··· Stored data ···

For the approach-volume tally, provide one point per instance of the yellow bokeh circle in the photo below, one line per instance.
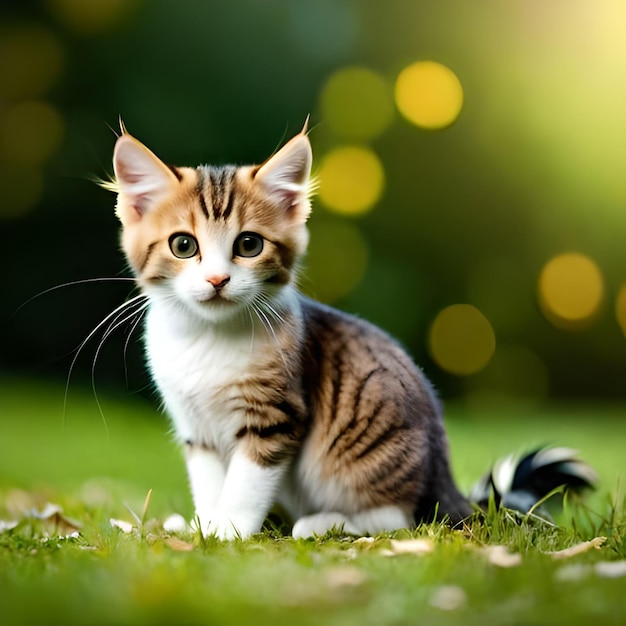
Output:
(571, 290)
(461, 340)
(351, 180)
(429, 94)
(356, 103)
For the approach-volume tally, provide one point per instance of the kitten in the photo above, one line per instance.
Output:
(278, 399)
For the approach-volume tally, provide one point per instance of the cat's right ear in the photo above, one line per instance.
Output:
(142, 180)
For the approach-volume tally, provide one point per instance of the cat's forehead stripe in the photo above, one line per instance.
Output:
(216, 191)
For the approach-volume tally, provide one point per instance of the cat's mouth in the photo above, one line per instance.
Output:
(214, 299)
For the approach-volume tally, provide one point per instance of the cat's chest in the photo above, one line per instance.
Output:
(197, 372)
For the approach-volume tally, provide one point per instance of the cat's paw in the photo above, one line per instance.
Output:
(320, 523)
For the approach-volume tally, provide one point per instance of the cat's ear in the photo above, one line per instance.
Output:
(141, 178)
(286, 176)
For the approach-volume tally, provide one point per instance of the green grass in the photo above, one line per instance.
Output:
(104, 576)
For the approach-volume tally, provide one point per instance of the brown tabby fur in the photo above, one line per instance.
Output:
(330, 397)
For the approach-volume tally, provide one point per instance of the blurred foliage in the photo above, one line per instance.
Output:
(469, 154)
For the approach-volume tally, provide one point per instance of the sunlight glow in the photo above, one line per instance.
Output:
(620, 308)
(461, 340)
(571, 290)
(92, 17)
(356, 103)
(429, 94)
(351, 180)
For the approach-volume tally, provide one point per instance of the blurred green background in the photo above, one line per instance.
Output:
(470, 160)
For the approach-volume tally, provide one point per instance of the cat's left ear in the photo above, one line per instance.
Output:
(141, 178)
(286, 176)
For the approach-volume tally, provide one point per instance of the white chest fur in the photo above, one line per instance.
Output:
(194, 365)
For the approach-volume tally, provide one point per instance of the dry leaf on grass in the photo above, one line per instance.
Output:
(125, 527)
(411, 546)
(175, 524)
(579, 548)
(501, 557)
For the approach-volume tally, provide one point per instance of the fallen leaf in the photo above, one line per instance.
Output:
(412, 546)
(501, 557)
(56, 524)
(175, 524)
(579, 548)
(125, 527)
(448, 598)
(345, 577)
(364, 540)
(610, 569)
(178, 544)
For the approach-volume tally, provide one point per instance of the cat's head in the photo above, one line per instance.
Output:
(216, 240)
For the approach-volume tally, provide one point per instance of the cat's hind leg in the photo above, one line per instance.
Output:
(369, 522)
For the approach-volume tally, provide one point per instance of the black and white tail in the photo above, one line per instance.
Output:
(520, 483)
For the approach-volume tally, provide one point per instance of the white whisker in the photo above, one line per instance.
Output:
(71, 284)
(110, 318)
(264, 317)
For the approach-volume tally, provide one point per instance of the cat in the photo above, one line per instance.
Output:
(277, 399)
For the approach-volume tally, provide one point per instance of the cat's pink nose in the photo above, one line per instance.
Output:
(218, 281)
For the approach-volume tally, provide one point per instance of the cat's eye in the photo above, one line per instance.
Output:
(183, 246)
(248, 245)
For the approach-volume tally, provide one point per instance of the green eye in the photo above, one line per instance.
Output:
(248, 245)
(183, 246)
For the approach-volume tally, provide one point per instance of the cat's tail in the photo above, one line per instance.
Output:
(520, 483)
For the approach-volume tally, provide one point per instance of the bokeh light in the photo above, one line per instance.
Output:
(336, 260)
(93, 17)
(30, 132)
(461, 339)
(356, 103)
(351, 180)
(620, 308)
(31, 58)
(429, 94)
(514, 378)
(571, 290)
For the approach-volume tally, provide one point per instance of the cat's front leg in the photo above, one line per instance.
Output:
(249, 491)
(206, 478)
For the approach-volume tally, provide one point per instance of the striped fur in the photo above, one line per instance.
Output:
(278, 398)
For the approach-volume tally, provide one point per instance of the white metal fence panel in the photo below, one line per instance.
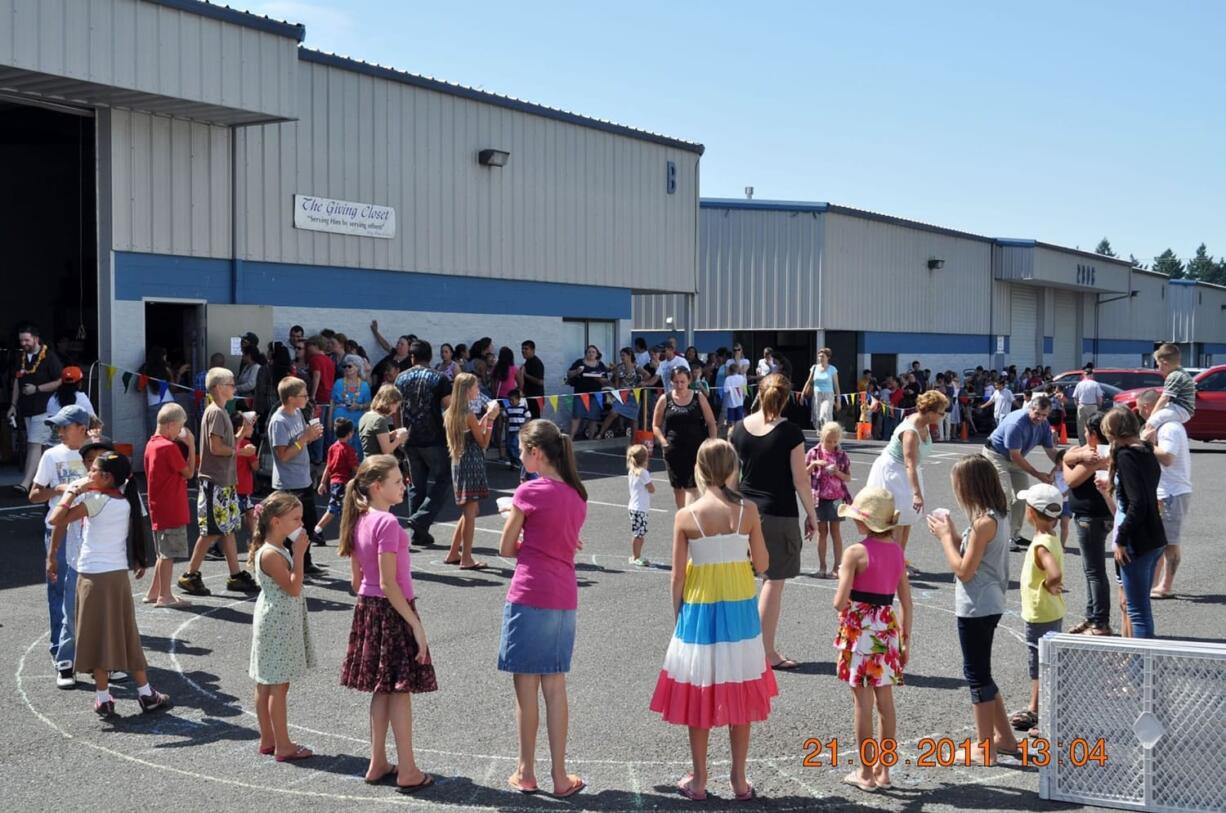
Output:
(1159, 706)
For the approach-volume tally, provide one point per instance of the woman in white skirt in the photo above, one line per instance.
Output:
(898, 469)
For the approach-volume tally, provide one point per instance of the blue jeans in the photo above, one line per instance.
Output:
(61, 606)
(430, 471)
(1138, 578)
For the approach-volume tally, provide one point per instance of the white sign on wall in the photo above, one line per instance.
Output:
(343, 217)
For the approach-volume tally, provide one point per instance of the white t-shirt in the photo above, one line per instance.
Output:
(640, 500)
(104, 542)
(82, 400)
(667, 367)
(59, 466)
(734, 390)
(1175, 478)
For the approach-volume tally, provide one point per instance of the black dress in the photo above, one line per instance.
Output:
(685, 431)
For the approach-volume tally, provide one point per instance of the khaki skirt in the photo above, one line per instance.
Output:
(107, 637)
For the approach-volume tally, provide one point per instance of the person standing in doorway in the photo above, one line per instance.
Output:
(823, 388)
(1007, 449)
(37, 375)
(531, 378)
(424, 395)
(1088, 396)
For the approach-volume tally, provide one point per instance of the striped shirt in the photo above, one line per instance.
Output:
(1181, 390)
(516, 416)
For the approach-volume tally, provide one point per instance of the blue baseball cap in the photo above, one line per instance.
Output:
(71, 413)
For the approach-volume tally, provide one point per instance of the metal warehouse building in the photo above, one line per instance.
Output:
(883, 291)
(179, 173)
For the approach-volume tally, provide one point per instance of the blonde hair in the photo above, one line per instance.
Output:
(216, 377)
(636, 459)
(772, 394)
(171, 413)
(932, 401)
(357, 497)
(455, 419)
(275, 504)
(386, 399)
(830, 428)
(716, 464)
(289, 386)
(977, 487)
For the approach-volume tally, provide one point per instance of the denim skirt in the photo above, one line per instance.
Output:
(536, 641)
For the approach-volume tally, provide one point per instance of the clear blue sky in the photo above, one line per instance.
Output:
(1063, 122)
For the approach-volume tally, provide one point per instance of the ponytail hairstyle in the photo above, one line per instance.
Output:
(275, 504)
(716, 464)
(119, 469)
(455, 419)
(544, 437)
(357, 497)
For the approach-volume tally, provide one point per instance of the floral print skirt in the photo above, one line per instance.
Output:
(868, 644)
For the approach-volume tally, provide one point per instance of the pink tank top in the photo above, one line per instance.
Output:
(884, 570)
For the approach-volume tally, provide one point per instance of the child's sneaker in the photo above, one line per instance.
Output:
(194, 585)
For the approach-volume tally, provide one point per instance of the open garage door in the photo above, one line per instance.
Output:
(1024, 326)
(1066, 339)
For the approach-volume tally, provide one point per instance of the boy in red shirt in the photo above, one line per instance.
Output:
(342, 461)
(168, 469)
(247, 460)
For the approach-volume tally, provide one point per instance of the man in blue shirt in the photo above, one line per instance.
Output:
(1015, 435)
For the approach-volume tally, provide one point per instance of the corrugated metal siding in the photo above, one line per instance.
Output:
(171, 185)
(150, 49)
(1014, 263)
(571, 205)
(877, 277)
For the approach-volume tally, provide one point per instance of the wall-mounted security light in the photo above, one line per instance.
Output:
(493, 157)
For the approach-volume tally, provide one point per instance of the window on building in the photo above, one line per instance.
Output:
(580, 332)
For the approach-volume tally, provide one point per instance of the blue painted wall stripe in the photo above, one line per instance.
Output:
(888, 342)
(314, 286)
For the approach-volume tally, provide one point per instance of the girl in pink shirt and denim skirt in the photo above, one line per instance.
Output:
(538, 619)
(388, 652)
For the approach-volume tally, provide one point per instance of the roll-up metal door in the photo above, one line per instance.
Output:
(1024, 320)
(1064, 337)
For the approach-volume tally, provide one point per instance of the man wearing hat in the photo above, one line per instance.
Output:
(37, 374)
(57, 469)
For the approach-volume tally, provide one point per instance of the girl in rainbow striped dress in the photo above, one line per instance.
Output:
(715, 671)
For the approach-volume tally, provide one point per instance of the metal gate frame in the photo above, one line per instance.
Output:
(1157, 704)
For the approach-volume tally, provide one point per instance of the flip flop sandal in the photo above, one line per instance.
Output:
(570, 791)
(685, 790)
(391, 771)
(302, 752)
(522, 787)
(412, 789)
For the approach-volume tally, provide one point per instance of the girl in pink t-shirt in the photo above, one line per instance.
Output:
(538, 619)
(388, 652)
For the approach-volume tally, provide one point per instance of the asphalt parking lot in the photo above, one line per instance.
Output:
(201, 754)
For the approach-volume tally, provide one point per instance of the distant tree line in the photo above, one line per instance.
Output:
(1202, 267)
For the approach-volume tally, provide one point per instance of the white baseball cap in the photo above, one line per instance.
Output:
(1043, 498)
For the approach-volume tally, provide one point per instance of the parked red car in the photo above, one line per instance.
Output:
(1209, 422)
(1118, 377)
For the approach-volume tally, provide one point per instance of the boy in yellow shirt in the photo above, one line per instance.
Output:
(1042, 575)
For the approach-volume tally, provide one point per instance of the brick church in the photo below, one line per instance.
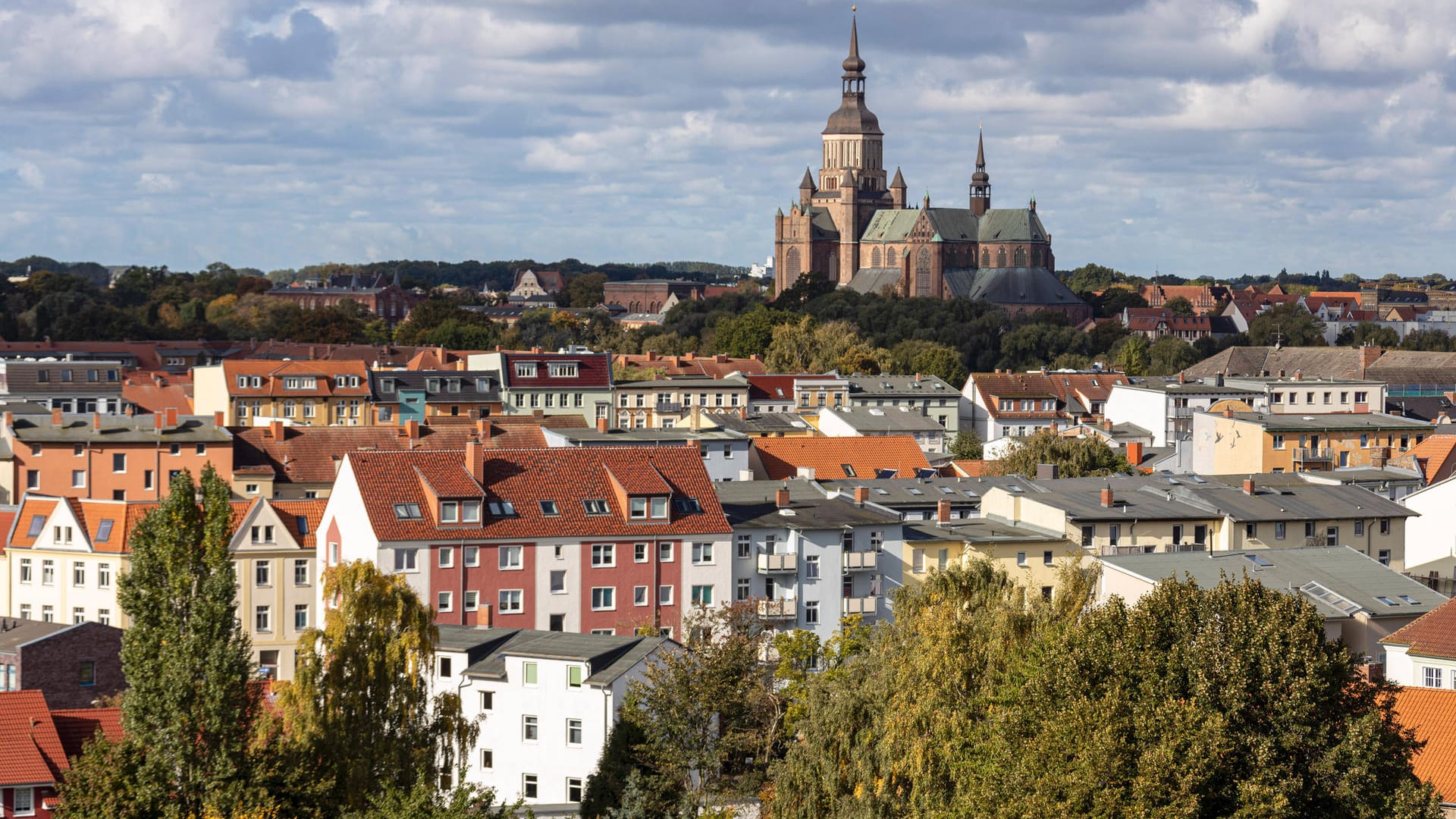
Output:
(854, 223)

···

Can you write out the records again, from the line with "man in blue" up to and including the line with "(1015, 435)", swapping "blue shirt" for "gray shirt" and leaving all else unchanged?

For the approach-volume tally, provide one point per instance of the man in gray shirt in the photo above, one line per instance.
Output:
(1015, 435)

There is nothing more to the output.